## DIRECTION
Starting from the line that contains "spot the green shrub", reproduce each line exactly through the end of the material, and include no other lines.

## BEGIN

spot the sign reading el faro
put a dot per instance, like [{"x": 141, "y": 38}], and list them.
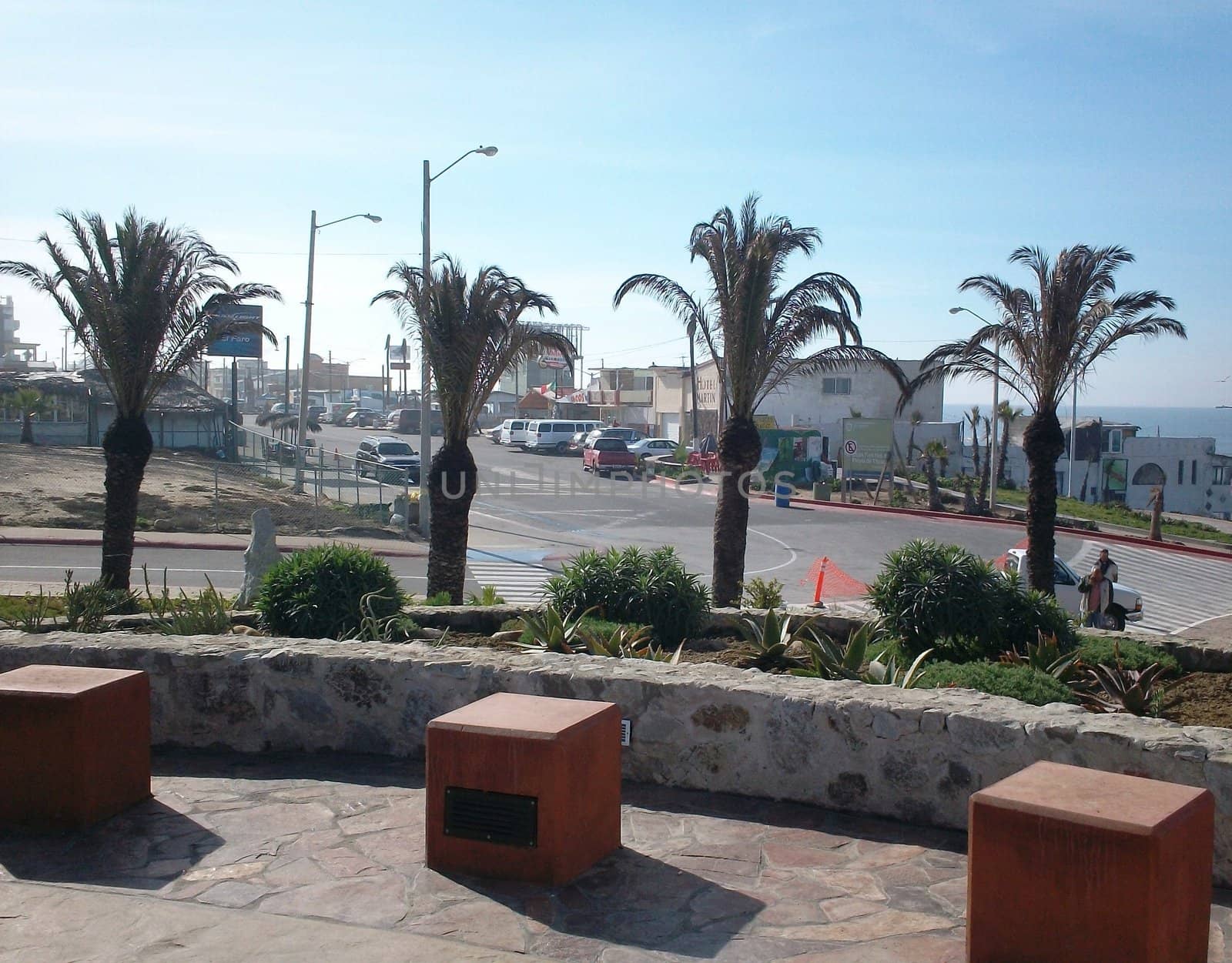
[{"x": 237, "y": 330}]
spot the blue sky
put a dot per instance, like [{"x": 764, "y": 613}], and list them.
[{"x": 926, "y": 142}]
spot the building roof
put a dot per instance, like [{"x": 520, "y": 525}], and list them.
[{"x": 179, "y": 394}]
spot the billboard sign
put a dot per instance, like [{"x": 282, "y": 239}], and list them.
[
  {"x": 866, "y": 446},
  {"x": 554, "y": 359},
  {"x": 237, "y": 330}
]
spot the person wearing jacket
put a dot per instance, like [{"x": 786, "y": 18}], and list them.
[{"x": 1096, "y": 597}]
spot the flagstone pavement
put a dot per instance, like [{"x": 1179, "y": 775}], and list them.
[{"x": 259, "y": 839}]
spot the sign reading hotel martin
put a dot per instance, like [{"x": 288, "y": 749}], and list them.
[
  {"x": 866, "y": 445},
  {"x": 238, "y": 330}
]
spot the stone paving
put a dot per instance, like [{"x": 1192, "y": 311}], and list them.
[{"x": 700, "y": 876}]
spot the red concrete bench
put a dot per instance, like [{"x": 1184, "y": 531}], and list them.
[
  {"x": 523, "y": 787},
  {"x": 74, "y": 744},
  {"x": 1069, "y": 864}
]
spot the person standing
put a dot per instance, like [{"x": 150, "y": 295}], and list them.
[
  {"x": 1096, "y": 595},
  {"x": 1106, "y": 567}
]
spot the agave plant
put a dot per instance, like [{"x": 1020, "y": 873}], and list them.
[
  {"x": 632, "y": 642},
  {"x": 892, "y": 674},
  {"x": 769, "y": 640},
  {"x": 1116, "y": 689},
  {"x": 554, "y": 632},
  {"x": 831, "y": 659},
  {"x": 1046, "y": 657}
]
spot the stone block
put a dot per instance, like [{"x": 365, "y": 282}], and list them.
[
  {"x": 74, "y": 744},
  {"x": 1070, "y": 864},
  {"x": 523, "y": 787}
]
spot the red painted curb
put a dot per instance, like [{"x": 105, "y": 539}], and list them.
[
  {"x": 1223, "y": 554},
  {"x": 188, "y": 546}
]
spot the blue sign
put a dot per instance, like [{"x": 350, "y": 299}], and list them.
[{"x": 238, "y": 330}]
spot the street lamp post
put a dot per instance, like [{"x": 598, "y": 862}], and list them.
[
  {"x": 993, "y": 443},
  {"x": 425, "y": 372},
  {"x": 303, "y": 372}
]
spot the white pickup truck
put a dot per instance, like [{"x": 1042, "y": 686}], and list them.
[{"x": 1127, "y": 605}]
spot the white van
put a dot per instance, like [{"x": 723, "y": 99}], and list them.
[
  {"x": 514, "y": 431},
  {"x": 554, "y": 436}
]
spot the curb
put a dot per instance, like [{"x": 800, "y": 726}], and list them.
[
  {"x": 86, "y": 542},
  {"x": 1225, "y": 556}
]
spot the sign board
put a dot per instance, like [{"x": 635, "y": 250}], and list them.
[
  {"x": 866, "y": 446},
  {"x": 400, "y": 357},
  {"x": 238, "y": 329},
  {"x": 554, "y": 359}
]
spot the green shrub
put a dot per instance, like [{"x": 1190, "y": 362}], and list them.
[
  {"x": 316, "y": 594},
  {"x": 997, "y": 679},
  {"x": 1135, "y": 655},
  {"x": 761, "y": 594},
  {"x": 631, "y": 585},
  {"x": 948, "y": 599}
]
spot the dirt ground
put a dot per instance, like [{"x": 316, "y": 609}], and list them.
[{"x": 62, "y": 488}]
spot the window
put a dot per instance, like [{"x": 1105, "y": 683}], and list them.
[{"x": 1149, "y": 474}]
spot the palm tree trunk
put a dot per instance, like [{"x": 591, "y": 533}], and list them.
[
  {"x": 126, "y": 447},
  {"x": 453, "y": 483},
  {"x": 739, "y": 447},
  {"x": 1003, "y": 455},
  {"x": 1044, "y": 441}
]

## END

## COMPLETED EXERCISE
spot the green shrub
put a dot per instance, like [{"x": 1190, "y": 362}], and list them.
[
  {"x": 316, "y": 594},
  {"x": 997, "y": 679},
  {"x": 1135, "y": 655},
  {"x": 761, "y": 594},
  {"x": 631, "y": 585},
  {"x": 948, "y": 599}
]
spot the dirt ground
put a dot per instance, like [{"x": 316, "y": 609}], and list them.
[{"x": 62, "y": 488}]
spot the window
put a dot per instance, like [{"x": 1105, "y": 683}], and list them.
[{"x": 1149, "y": 474}]
spot the palm tree trunk
put a dot per instance, like [{"x": 591, "y": 533}], and list them.
[
  {"x": 126, "y": 447},
  {"x": 453, "y": 483},
  {"x": 739, "y": 447},
  {"x": 1003, "y": 455},
  {"x": 1044, "y": 441}
]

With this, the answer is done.